Exercise materials section start

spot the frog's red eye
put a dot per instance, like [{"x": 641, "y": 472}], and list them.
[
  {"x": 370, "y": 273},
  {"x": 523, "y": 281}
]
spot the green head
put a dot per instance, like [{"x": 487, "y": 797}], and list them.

Exercise materials section end

#### What to produce:
Extract all the material, leaving every line as it is.

#### Task result:
spot the frog's red eye
put a dot per instance, like [{"x": 641, "y": 472}], and list them.
[
  {"x": 370, "y": 273},
  {"x": 523, "y": 281}
]
spot the green head
put a dot per instance, like [{"x": 487, "y": 797}], and list them.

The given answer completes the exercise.